• INSTRUCTIONS FOR THE TASK:
Reproduce the following documentation section on the ApplicationRunner and CommandLineRunner interfaces verbatim, in its entirety.

• TEXT SECTION:
----------------------------------------

Using the ApplicationRunner or CommandLineRunner

If you need to run some specific code once the SpringApplication has started, you can implement the ApplicationRunner or CommandLineRunner interfaces. Both interfaces work in the same way and offer a single run method, which is called just before SpringApplication.run(…​) completes.

This contract is well suited for tasks that should run after application startup but before it starts accepting traffic.

The CommandLineRunner interfaces provides access to application arguments as a string array, whereas the ApplicationRunner uses the ApplicationArguments interface discussed earlier. The following example shows a CommandLineRunner with a run method:

  • Java

  • Kotlin

import org.springframework.boot.CommandLineRunner;
import org.springframework.stereotype.Component;

@Component
public class MyCommandLineRunner implements CommandLineRunner {

	@Override
	public void run(String... args) {
		// Do something...
	}

}
import org.springframework.boot.CommandLineRunner
import org.springframework.stereotype.Component

@Component
class MyCommandLineRunner : CommandLineRunner {

	override fun run(vararg args: String) {
		// Do something...
	}

}

If several CommandLineRunner or ApplicationRunner beans are defined that must be called in a specific order, you can additionally implement the org.springframework.core.Ordered interface or use the org.springframework.core.annotation.Order annotation.

----------------------------------------

• RECORD EXCERPTS:
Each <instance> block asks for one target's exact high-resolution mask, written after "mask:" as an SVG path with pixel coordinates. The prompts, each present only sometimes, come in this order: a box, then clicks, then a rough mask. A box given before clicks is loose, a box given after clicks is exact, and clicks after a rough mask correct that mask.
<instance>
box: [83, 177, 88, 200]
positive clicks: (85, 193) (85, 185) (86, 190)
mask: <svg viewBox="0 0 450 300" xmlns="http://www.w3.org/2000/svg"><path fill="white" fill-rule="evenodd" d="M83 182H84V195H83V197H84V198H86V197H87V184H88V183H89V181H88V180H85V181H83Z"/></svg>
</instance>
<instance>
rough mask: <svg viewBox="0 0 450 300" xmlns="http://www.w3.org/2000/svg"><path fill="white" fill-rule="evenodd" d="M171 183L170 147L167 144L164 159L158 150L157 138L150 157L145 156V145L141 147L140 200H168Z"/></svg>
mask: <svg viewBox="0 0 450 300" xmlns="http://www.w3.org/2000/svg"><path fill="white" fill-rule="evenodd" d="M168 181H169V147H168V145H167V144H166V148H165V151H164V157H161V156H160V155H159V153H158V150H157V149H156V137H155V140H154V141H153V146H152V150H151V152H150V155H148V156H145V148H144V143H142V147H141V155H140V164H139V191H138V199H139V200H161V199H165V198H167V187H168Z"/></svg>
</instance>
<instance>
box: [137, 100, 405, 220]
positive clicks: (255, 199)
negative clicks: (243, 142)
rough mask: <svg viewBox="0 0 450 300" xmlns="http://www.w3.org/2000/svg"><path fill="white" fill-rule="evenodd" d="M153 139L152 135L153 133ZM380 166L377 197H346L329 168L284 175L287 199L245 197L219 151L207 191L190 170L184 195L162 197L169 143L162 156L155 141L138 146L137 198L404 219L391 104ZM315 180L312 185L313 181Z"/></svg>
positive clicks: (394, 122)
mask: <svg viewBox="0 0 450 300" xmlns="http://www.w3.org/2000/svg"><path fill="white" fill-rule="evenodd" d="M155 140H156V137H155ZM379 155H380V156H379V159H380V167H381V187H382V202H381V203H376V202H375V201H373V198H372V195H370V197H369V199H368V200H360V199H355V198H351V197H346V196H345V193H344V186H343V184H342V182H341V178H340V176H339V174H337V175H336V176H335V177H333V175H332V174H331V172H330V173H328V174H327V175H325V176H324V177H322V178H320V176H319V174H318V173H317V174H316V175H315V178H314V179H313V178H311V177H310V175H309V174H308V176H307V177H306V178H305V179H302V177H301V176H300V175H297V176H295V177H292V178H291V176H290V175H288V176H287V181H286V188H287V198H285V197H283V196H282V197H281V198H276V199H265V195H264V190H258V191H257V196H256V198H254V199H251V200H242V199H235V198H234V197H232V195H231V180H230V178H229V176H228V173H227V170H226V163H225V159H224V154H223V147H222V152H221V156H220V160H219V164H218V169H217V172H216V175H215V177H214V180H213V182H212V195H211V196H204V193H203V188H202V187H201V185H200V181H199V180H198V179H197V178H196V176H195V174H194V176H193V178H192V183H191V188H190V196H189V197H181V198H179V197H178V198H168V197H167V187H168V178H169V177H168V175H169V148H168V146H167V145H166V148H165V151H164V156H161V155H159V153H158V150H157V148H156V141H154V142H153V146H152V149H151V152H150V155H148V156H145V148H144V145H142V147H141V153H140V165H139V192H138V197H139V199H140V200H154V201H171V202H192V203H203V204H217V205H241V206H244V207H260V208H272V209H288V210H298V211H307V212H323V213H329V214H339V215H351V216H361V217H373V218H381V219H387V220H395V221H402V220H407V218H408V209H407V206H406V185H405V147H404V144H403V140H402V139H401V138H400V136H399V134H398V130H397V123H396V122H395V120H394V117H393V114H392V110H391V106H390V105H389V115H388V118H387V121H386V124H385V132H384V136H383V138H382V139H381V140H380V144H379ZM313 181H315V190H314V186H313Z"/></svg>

----------------------------------------

• SOLUTION TO THE EXERCISE:
Using the ApplicationRunner or CommandLineRunner

If you need to run some specific code once the SpringApplication has started, you can implement the ApplicationRunner or CommandLineRunner interfaces. Both interfaces work in the same way and offer a single run method, which is called just before SpringApplication.run(…​) completes.

This contract is well suited for tasks that should run after application startup but before it starts accepting traffic.

The CommandLineRunner interfaces provides access to application arguments as a string array, whereas the ApplicationRunner uses the ApplicationArguments interface discussed earlier. The following example shows a CommandLineRunner with a run method:

  • Java

  • Kotlin

import org.springframework.boot.CommandLineRunner;
import org.springframework.stereotype.Component;

@Component
public class MyCommandLineRunner implements CommandLineRunner {

	@Override
	public void run(String... args) {
		// Do something...
	}

}
import org.springframework.boot.CommandLineRunner
import org.springframework.stereotype.Component

@Component
class MyCommandLineRunner : CommandLineRunner {

	override fun run(vararg args: String) {
		// Do something...
	}

}

If several CommandLineRunner or ApplicationRunner beans are defined that must be called in a specific order, you can additionally implement the org.springframework.core.Ordered interface or use the org.springframework.core.annotation.Order annotation.